• **Given task**:
Starting with the line containing "Target: paddle grip" and continuing through the end of the records, lay out each request as one row of a two-column CSV with the columns label_request and points. Put the request text and its answer each in a single quoted field, with line breaks replaced by spaces.

• **Data rows**:
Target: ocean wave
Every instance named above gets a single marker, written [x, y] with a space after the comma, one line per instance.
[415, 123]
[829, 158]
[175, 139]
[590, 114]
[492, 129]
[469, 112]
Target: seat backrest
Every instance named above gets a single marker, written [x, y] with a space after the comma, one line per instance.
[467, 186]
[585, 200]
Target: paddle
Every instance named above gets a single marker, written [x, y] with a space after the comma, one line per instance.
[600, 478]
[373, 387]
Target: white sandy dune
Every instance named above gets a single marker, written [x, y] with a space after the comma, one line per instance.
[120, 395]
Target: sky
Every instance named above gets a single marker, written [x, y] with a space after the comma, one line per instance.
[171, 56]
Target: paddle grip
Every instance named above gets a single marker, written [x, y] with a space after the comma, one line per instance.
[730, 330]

• **Task response**:
label_request,points
"Target: paddle grip Every instance named above gets a single marker, written [x, y] with a space after the comma, one line per instance.","[730, 330]"